Short problem:
Can you find every line below that contains the word "dark" and copy each one out in full?

Recorded data:
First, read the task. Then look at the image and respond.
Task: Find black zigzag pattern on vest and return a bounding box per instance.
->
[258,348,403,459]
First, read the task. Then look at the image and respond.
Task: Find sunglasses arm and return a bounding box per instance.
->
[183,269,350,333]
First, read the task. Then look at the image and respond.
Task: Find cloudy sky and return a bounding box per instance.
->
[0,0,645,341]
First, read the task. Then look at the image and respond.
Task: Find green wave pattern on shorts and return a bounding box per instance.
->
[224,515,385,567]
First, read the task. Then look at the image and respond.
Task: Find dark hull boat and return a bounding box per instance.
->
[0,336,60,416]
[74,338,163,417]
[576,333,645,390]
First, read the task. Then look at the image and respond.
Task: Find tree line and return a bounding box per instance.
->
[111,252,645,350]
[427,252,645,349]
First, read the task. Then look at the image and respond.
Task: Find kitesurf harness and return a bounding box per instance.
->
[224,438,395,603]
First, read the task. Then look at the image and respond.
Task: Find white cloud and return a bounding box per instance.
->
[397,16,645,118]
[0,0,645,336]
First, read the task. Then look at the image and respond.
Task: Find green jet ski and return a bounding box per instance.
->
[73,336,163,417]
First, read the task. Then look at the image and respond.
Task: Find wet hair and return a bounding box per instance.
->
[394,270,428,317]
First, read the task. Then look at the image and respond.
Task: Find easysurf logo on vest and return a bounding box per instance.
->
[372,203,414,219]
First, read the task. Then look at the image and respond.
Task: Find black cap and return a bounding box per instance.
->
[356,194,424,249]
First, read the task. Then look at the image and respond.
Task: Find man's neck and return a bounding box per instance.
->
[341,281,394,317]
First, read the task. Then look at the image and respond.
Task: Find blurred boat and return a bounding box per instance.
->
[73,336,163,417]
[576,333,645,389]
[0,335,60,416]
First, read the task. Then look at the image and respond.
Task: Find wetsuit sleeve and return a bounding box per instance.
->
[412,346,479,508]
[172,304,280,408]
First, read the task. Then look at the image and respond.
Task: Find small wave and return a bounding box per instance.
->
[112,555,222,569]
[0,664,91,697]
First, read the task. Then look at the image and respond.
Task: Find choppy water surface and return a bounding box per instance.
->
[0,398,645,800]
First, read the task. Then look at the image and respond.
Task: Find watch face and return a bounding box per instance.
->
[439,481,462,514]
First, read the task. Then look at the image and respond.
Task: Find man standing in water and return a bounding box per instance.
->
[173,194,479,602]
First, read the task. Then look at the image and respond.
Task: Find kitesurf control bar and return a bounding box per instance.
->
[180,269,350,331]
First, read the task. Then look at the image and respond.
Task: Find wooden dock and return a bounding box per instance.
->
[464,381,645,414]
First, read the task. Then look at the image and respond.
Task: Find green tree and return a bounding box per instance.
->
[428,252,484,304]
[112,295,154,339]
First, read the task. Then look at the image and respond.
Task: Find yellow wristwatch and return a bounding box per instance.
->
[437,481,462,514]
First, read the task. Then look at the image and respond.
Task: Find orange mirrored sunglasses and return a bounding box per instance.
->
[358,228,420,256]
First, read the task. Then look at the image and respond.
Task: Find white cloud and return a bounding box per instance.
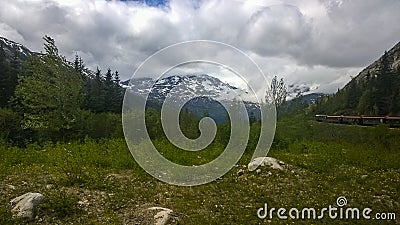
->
[0,0,400,92]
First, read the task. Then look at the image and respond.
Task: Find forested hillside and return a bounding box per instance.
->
[315,42,400,115]
[0,36,123,145]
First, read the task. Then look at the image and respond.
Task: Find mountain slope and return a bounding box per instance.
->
[0,37,35,62]
[316,42,400,116]
[123,74,260,123]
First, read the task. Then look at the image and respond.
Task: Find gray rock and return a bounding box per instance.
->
[236,169,244,176]
[147,207,173,225]
[10,192,44,219]
[247,157,285,171]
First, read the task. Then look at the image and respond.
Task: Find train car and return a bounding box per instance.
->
[386,116,400,127]
[315,115,326,122]
[362,116,386,126]
[315,115,400,127]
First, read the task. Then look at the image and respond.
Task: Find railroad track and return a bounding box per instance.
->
[315,115,400,128]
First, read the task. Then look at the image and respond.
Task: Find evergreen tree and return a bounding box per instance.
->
[15,36,82,135]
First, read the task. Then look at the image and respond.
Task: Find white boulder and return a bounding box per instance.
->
[10,192,44,219]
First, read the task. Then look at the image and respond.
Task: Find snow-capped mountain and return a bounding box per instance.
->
[123,74,253,101]
[287,84,318,100]
[0,37,35,61]
[122,74,260,122]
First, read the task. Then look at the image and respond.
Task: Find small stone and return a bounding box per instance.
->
[147,207,173,225]
[236,169,244,176]
[247,157,284,171]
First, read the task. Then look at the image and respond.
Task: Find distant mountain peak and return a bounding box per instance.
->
[123,74,254,101]
[0,37,34,61]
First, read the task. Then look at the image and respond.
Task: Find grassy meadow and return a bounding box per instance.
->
[0,118,400,224]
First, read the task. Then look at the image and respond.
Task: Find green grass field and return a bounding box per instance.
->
[0,120,400,224]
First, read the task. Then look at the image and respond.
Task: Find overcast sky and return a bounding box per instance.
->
[0,0,400,93]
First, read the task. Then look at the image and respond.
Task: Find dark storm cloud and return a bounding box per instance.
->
[0,0,400,92]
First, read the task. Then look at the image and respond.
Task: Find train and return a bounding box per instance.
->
[315,115,400,128]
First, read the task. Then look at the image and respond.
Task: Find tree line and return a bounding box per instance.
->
[0,36,124,144]
[314,52,400,116]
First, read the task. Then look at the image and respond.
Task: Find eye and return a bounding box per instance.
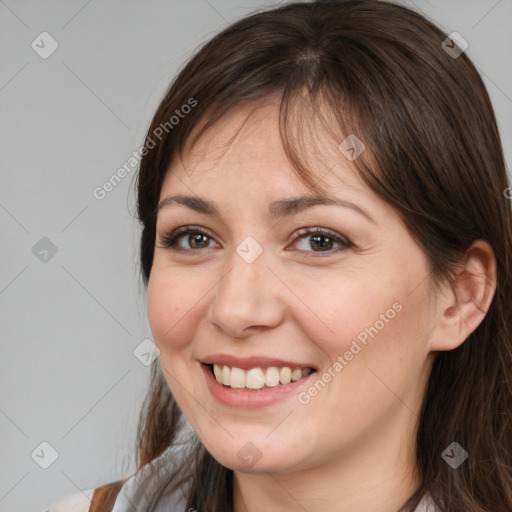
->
[162,226,217,251]
[288,228,352,256]
[162,226,353,256]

Exercise response:
Task: Find dark hull boat and return a bounding box per instance.
Task: Find dark storm cloud and return a bounding box per instance.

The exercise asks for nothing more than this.